Consignas del ejercicio:
(a) Responde con datos del texto sobre la destrucción del patrimonio moderno:
(i) ¿En qué año data la casa de la Colonia ICOT y qué arquitecto la diseñó?
(ii) ¿En qué años resultaba aún más evidente la diferencia entre las ciudades de uno y otro lado del Telón de Acero?
(iii) ¿En qué momento se acababa la Historia del Arte?
(b) Transcribe del texto sobre la destrucción del patrimonio moderno el fragmento que empieza con las palabras "En España, la" y termina con "empezó bastante antes.".

Texto seleccionado:
---+---

La destrucción del patrimonio moderno

Casa de la Colonia ICOT (1937) en Ciudad Jardín, diseñada por Miguel Martín, alterada con respecto a su diseño inicial por un cerramiento del jardín que amplía las dimensiones de la vivienda. Se trata de una modificación habitual en los proyectos originales del arquitecto, pese a la protección de las mismas. QUIQUE CURBELO

Cuando se viaja por Europa se puede contemplar la notable diferencia que hay entre algunas zonas de las grandes ciudades de los países democráticos y otras de aquellas que estuvieron situadas detrás del Telón de Acero. La diferencia más notable (más evidente aún en los años inmediatos a la caída del Muro de Berlín) estriba en que en estas se había mantenido la imagen intocada de los barrios tal como eran antes de la Segunda Guerra Mundial (aquellos que se salvaron de las bombas, claro). Bajo el régimen comunista, en cambio, no existió el empuje económico y especulativo que fue transformando paulatinamente, antes de su protección, la imagen de amplias zonas históricas de las ciudades de Europa Occidental, dejando paso a otra nueva ciudad algo distinta de la antigua, que iba quedando sólo en el recuerdo de los más ancianos y en las fotografías de época.

En España, la cultura arquitectónica (con excepción de la que entraba dentro de la Historia del Arte, que se acababa a finales del XIX) no ha sido especialmente protegida hasta tiempos relativamente recientes, por lo que la destrucción de zonas y edificios antiguos de muchas ciudades ha sido quizá más acelerada que en otras ciudades europeas, donde el concepto de protección empezó bastante antes.

---+---

Extracto de datos:
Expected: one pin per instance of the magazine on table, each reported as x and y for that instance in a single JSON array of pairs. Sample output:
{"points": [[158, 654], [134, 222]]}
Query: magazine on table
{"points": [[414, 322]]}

---+---

Ejercicios resueltos:
(a)
(i) Data de 1937 y la diseñó Miguel Martín.
(ii) En los años inmediatos a la caída del Muro de Berlín.
(iii) A finales del siglo XIX.

(b)
En España, la cultura arquitectónica (con excepción de la que entraba dentro de la Historia del Arte, que se acababa a finales del XIX) no ha sido especialmente protegida hasta tiempos relativamente recientes, por lo que la destrucción de zonas y edificios antiguos de muchas ciudades ha sido quizá más acelerada que en otras ciudades europeas, donde el concepto de protección empezó bastante antes.